* [文書の抜粋]

▼

| 要旨トップ | ESJ72 自由集会 一覧 | 日本生態学会第72回全国大会 (2025年3月、札幌) 講演要旨
ESJ72 Abstract


自由集会 W10  3月17日 14:00-15:30 Room F

パネル討論:生態学者はネイチャーポジティブに何ができる?~科学と社会のギャップ~【O】
Panel Discussion: What Can Ecologists Do for Nature Positive? ~The Gap between Science and Society~【O】

伊藤公一(同志社大学), 松岡俊将(京都大学), 杉山賢子(京都大学)
Koichi ITO(Doshisha Univ.), Shunsuke MATSUOKA(Kyoto Univ.), Yoriko SUGIYAMA(Kyoto Univ.)

SDGsへの理解、ネイチャーポジティブの広がりとともに、社会の姿勢はより積極的かつ具体的な自然保護・自然再興への貢献を求めるものへと転換しつつある。実際、行政や企業は自然回復への取組み自体を投資対象とみなし、積極的な活動を促す仕組みや枠組みの整備が進んでいる。

▲

* [データ行]
▼

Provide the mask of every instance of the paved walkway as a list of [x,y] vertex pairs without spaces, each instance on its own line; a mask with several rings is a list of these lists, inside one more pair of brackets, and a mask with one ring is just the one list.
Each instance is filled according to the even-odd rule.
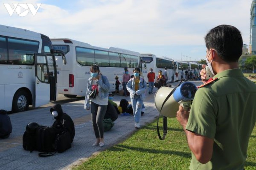
[[[146,109],[140,119],[142,126],[152,122],[158,115],[154,98],[154,95],[148,94],[144,101]],[[114,96],[113,101],[119,105],[124,98],[131,103],[130,98],[124,96]],[[50,107],[10,115],[12,132],[8,138],[0,140],[0,170],[69,169],[94,154],[120,143],[137,130],[134,127],[133,116],[119,115],[111,130],[104,133],[105,145],[102,148],[92,146],[95,138],[90,111],[84,108],[84,102],[81,100],[61,105],[63,111],[74,122],[76,135],[71,148],[63,153],[57,153],[46,158],[39,157],[37,151],[30,153],[23,149],[22,137],[26,125],[30,122],[36,122],[45,126],[52,124],[54,120],[50,112]],[[156,133],[157,135],[156,129]]]

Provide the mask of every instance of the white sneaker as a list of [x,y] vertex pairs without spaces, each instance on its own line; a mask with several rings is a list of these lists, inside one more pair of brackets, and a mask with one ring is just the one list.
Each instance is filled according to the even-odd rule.
[[135,122],[135,128],[140,128],[140,125],[139,123]]

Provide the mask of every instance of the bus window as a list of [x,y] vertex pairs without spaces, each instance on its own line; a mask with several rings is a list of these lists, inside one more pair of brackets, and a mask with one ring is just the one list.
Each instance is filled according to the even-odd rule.
[[164,68],[166,67],[168,69],[173,69],[173,64],[174,64],[173,62],[160,58],[156,58],[156,67],[158,68]]
[[52,47],[54,49],[62,51],[65,55],[69,51],[69,46],[68,45],[52,45]]
[[120,57],[118,53],[109,52],[109,66],[115,67],[120,67],[121,66],[120,62]]
[[131,67],[135,68],[138,67],[138,56],[135,55],[131,55]]
[[[130,55],[126,54],[121,54],[121,67],[130,67],[131,65],[129,65],[130,61]],[[130,67],[129,67],[130,66]]]
[[91,66],[95,63],[93,49],[76,47],[76,61],[81,65]]
[[0,37],[0,64],[7,64],[7,50],[5,38]]
[[38,42],[11,38],[8,38],[8,41],[9,63],[31,64],[30,60],[27,60],[26,54],[34,54],[37,52],[39,46]]
[[149,63],[153,61],[153,57],[141,57],[141,60],[145,63]]
[[44,50],[45,53],[51,53],[51,49],[48,46],[45,46],[44,48]]
[[108,52],[101,50],[94,50],[95,63],[99,66],[108,66]]

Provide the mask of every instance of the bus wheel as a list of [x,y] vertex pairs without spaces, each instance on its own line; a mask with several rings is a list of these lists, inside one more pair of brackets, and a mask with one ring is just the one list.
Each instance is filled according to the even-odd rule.
[[76,95],[67,94],[64,94],[64,96],[68,98],[76,98]]
[[12,111],[13,113],[19,112],[28,109],[28,94],[24,90],[17,92],[13,97]]

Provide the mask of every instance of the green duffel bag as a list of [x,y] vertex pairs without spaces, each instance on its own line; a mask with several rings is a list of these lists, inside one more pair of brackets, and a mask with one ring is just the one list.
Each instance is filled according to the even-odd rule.
[[110,130],[114,125],[114,122],[111,119],[103,119],[103,125],[104,126],[104,131],[106,132]]

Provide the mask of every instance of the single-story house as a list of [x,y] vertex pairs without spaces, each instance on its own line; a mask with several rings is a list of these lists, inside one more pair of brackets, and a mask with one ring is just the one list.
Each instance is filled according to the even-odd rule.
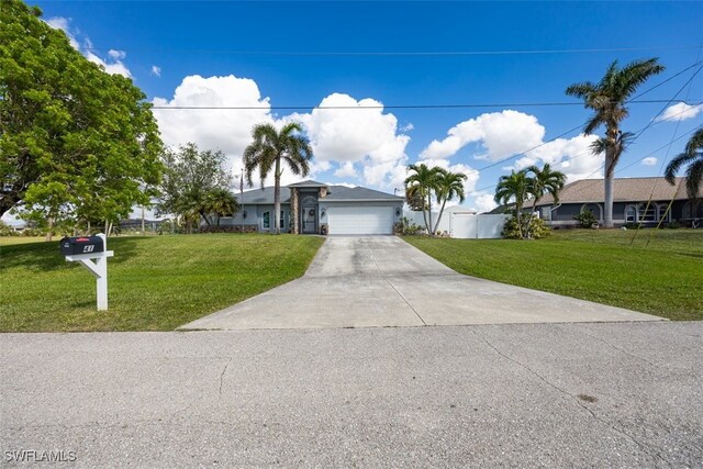
[[[223,226],[249,226],[271,232],[274,188],[235,194],[239,212],[223,217]],[[283,233],[295,234],[392,234],[403,215],[404,198],[364,187],[328,186],[312,180],[281,187]]]
[[[703,197],[703,188],[700,197]],[[563,187],[558,204],[555,205],[554,198],[547,194],[537,202],[536,209],[539,216],[553,226],[576,225],[578,222],[573,215],[587,210],[591,210],[602,223],[603,200],[603,179],[582,179]],[[669,203],[671,209],[667,212]],[[529,208],[532,200],[525,202],[525,209]],[[689,199],[685,178],[677,178],[673,186],[665,178],[616,178],[613,181],[615,225],[639,222],[654,225],[659,221],[679,221],[690,225],[699,219],[703,219],[703,201]]]

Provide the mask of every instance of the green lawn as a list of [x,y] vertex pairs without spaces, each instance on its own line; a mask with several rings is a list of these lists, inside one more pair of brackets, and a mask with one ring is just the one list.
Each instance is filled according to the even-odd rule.
[[[404,239],[454,270],[670,320],[703,320],[703,230],[561,230],[538,241]],[[648,244],[647,244],[648,243]]]
[[58,238],[0,239],[0,332],[170,331],[300,277],[323,243],[258,234],[110,238],[110,308],[98,312],[94,278],[64,260]]

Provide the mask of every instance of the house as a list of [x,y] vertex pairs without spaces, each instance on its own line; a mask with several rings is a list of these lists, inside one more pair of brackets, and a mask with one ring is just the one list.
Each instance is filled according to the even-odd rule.
[[[274,226],[274,188],[235,194],[239,212],[221,225],[270,232]],[[281,187],[283,233],[392,234],[403,214],[404,198],[364,187],[328,186],[312,180]]]
[[[703,190],[700,193],[703,197]],[[603,223],[603,179],[582,179],[563,187],[559,192],[559,203],[545,196],[537,202],[539,216],[551,226],[577,225],[573,215],[591,210]],[[667,208],[671,203],[671,209]],[[532,208],[532,200],[525,209]],[[690,200],[685,193],[685,178],[677,178],[671,186],[665,178],[620,178],[613,182],[613,223],[625,225],[639,223],[655,225],[662,221],[679,221],[691,225],[703,219],[703,202]]]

▲

* [依頼事項]
A: 抜粋のうち、「パネル討論:生態学者はネイチ」を含む語句で始まり「や枠組みの整備が進んでいる。」で終わる部分を、一字も変えずに書き出すこと。
B: 抜粋によると、自由集会W10が開かれる部屋はどこか。
抜粋だけを頼りに取り組むこと。

* [最終結果]
A:
パネル討論:生態学者はネイチャーポジティブに何ができる?~科学と社会のギャップ~【O】
Panel Discussion: What Can Ecologists Do for Nature Positive? ~The Gap between Science and Society~【O】

伊藤公一(同志社大学), 松岡俊将(京都大学), 杉山賢子(京都大学)
Koichi ITO(Doshisha Univ.), Shunsuke MATSUOKA(Kyoto Univ.), Yoriko SUGIYAMA(Kyoto Univ.)

SDGsへの理解、ネイチャーポジティブの広がりとともに、社会の姿勢はより積極的かつ具体的な自然保護・自然再興への貢献を求めるものへと転換しつつある。実際、行政や企業は自然回復への取組み自体を投資対象とみなし、積極的な活動を促す仕組みや枠組みの整備が進んでいる。

B: Room Fである。